**Text block:**
###
That got me wondering whether its ever possible to make a smart contract without a full AI of some sort. For instance, if the contract is triggered by the delivery of physical goods—how can you define what the goods are, what constitutes delivery, what constitutes possession of them, and so on. You could have a human confirm delivery—but that’s precisely the kind of judgement call you want to avoid. You could have an automated delivery confirmation system—but what happens if someone hacks or triggers that? You could connect it automatically with scanning headlines of media reports, but again, this is relying on aggregated human judgement, which could be hacked or influenced.
Digital goods seem more secure, as you can automate confirmation of delivery/services rendered, and so on. But, again, this leaves the confirmation process open to hacking. Which would be illegal, if you’re going to profit from the hack. Hum...
This seems the most promising avenue for smart contracts that doesn’t involve full AI: clear out the bugs in the code, then ground the confirmation procedure in such a way that it can only be hacked in a way that’s already illegal. Sort of use the standard legal system as a backstop, fixing the basic assumptions, and then setting up the smart contracts on top of them (which is not the same as using the standard legal system within the contract).
In b-money I had envisioned that a common type of contract would be one where all the participants, including a third-party arbitrator, deposit funds into an escrow account at the start, which can only be released at the end of the contract with the unanimous agreement of all the contracting parties. So the arbitrator would make judgments on performance and damages, and be incentivized to be fair in order to protect their reputation and not lose their own deposit, and the other parties would be incentivized to accept the arbitrator’s judgments since that’s the only way (short of direct account adjustment by everyone, aka forking) to get their escrow funds out.
Not exactly the kind of “the code is the contract” smart contracts that some people are so excited about, and I have to say I don’t quite understand the excitement. Without an AI that can live on the blockchain and replace human judgments, smart contracts are restricted to applications where such judgement are not required, and there doesn’t seem to be many of these. Even when contracting for the production and delivery of digital goods, we still need human-like judgments when disputes arise regarding whether the goods delivered are the ones contracted for (except in rare cases where we can mathematically define what we want, like the prime factors of some integer).
With smart contracts you can implement such escrow accounts. Which is a step into the right direction I think.
You don’t need Ethereum-style smart contracts that can do general computation to implement escrow accounts. Multi-signature addresses, which Bitcoin already supports, are enough.
###
**To-do list:**
• a. Could you transcribe the part of the smart contracts discussion that begins at the words "Not exactly the" and stops after "of some integer)."?
• b. How would you go on with the smart contracts discussion from the point where it stops?
You won't need the records for any of this.

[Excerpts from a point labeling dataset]
###
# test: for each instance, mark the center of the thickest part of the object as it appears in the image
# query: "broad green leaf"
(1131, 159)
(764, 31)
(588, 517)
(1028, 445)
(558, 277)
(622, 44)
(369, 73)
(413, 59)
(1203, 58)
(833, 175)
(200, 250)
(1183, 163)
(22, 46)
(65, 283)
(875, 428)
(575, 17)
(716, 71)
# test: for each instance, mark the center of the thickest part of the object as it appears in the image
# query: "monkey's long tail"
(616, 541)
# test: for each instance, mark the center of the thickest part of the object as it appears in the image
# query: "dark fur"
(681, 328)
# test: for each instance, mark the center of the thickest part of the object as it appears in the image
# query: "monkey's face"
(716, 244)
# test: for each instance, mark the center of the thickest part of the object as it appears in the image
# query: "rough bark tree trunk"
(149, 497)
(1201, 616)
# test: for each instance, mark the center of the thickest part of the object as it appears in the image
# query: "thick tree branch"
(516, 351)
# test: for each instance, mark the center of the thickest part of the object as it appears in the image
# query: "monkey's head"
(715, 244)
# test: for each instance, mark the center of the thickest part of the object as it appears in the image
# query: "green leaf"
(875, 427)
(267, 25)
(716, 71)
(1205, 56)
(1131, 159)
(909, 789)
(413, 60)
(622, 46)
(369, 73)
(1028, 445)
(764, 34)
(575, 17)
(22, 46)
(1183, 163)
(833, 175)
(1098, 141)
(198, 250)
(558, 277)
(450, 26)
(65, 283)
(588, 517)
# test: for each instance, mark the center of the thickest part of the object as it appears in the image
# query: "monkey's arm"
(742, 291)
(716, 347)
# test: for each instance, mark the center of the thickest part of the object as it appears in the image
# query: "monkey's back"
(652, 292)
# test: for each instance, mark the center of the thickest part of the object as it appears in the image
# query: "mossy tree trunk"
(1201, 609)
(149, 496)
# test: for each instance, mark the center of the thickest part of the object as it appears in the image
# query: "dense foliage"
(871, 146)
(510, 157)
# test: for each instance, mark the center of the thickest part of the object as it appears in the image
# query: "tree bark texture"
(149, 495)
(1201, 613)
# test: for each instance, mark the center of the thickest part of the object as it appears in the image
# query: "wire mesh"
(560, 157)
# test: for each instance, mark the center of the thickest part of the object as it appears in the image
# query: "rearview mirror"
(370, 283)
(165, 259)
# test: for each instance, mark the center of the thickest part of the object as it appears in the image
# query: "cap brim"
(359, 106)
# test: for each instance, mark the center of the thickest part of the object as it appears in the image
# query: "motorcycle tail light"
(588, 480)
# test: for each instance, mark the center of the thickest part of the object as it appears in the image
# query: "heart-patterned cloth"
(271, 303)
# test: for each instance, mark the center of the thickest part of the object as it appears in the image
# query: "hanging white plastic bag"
###
**Answers for the tasks:**
• a.
Not exactly the kind of “the code is the contract” smart contracts that some people are so excited about, and I have to say I don’t quite understand the excitement. Without an AI that can live on the blockchain and replace human judgments, smart contracts are restricted to applications where such judgement are not required, and there doesn’t seem to be many of these. Even when contracting for the production and delivery of digital goods, we still need human-like judgments when disputes arise regarding whether the goods delivered are the ones contracted for (except in rare cases where we can mathematically define what we want, like the prime factors of some integer).

• b.
Yes. But I guess that there is a large class of interesting property protocols that can’t be implemented with bitcoins. Like the variants of ‘two-phase commit’ that are part of many step by step property transactions (‘concurrent’ in financial jargon). I wonder whether there is a non-turing complete set of primitives that suffices for more current legal transactions. Probably a lot can be learned by asking a notary with programming experience...
Good point, on second thought this may apply to the type of transaction I described in the opening comment, since it requires some way to transfer funds from all of the contracting parties into the escrow account at the same time, otherwise one of the parties could hold back from making the escrow deposit, and then blackmail the other parties that did make deposits (since they require his cooperation to get the money back from escrow but he has nothing to lose). I’m not sure if this simultaneous transfer of funds is possible to implement in the current version of Bitcoin.
If even such a simple case as escrow accounts can cause these kinds of bugs in ones intuition—and this probably gets much worse for people less versed in correctness proofs—then it seems sensible that people don’t do big The DAO style constructions upfront but start using a limited number of small protocols for small transactions.
ok, for some context here, I think a lot of people are getting hung up on the words “contract” or “smart contract”.
If we want to talk about it intelligently it helps to taboo the term “contract” or else people get terribly terribly confused like in some of the existing comments.
I’m going to say “independent program” instead of “smart contract” for clarity
Ethereum allows for the existence of independent programs which can hold and transfer money. The rules have to be hardcoded into them when you create them. They cannot be changed once launched.
For example if you wanted to create a prize fund for people who’ve factored large numbers you could create an independent program which accepts a set of numbers, decides if they’re the prime factors of another number and if it is then it transfers a prize fund to the first person to do so.
Years later, someone factors the number, connects and gets their payment.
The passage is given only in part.